:: EXTRACT PROVIDED ::
%%
By BiotechDaily International staff writers
Posted on 22 Apr 2014
Image: Biopsy of small bowel showing celiac disease manifested by blunting of villi, crypt hyperplasia, and lymphocyte infiltration of crypts (Photo courtesy of Wikimedia Commons).
Image: Biopsy of small bowel showing celiac disease manifested by blunting of villi, crypt hyperplasia, and lymphocyte infiltration of crypts (Photo courtesy of Wikimedia Commons).
Levels of the enzyme elafin, an endogenous serine protease inhibitor, were lower in the small intestinal epithelium of patients with active celiac disease (CD) as compared to similar tissue from control patients.

Celiac disease is an immune disorder that occurs in susceptible individuals when foods that contain gluten and its derivative, the highly immunogenic gliadin peptide, trigger an immune response that leads to destruction of the intestinal lining, abdominal pain, changes in bowel habits, malnutrition and other symptoms that include anemia and neurological problems.
%%
:: THE DATA ::
%%
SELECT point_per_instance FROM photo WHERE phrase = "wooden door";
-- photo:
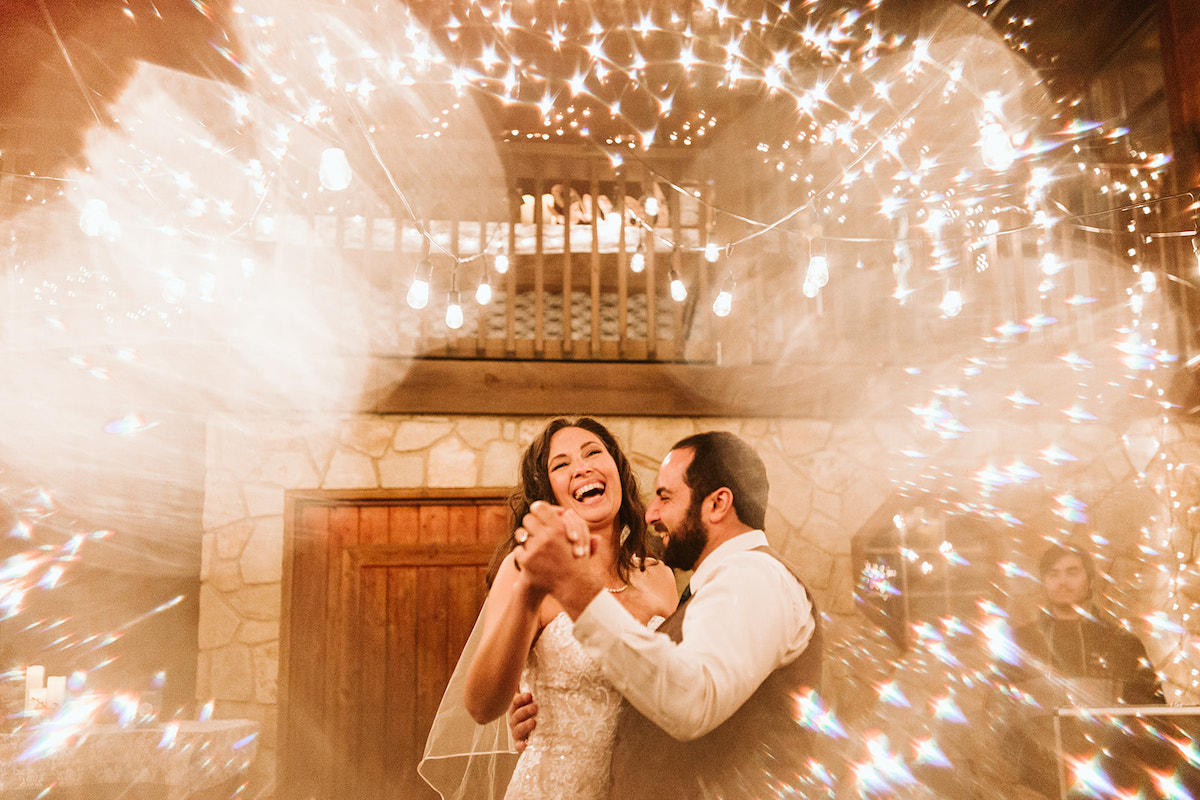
(381, 595)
%%
:: ASSIGNED TASK ::
Pick up the celiac disease article after its final sentence and continue writing it. The lines above are separate material and have no connection to the celiac disease article.

:: ANSWER TO THE EXERCISE ::
Investigators at McMaster University (Hamilton, ON, Canada) used immunofluorescence techniques to examine the role of elafin in CD using tissues taken from human small intestines. The degree of deamidation of the 33-mer gliadin peptide was analyzed by liquid chromatography-mass spectrometry. To study the effects of elafin on a mouse model of celiac disease, the protein was delivered to the intestine of gluten-sensitive mice using a recombinant Lactococcus lactis vector.

Results published in the April 8, 2014, online edition of the American Journal of Gastroenterology revealed that elafin expression in the small intestinal epithelium was lower in patients with active CD compared with control patients. In vitro, elafin significantly slowed the kinetics of the deamidation of the 33-mer peptide to its more immunogenic form. Treatment of gluten-sensitive mice with elafin delivered by the L. lactis vector normalized inflammation and improved permeability.

Maintaining a gluten-free diet is far from simple, as gluten is found not only in foods but as low cost filler in the cosmetic and pharmaceutical industries as well.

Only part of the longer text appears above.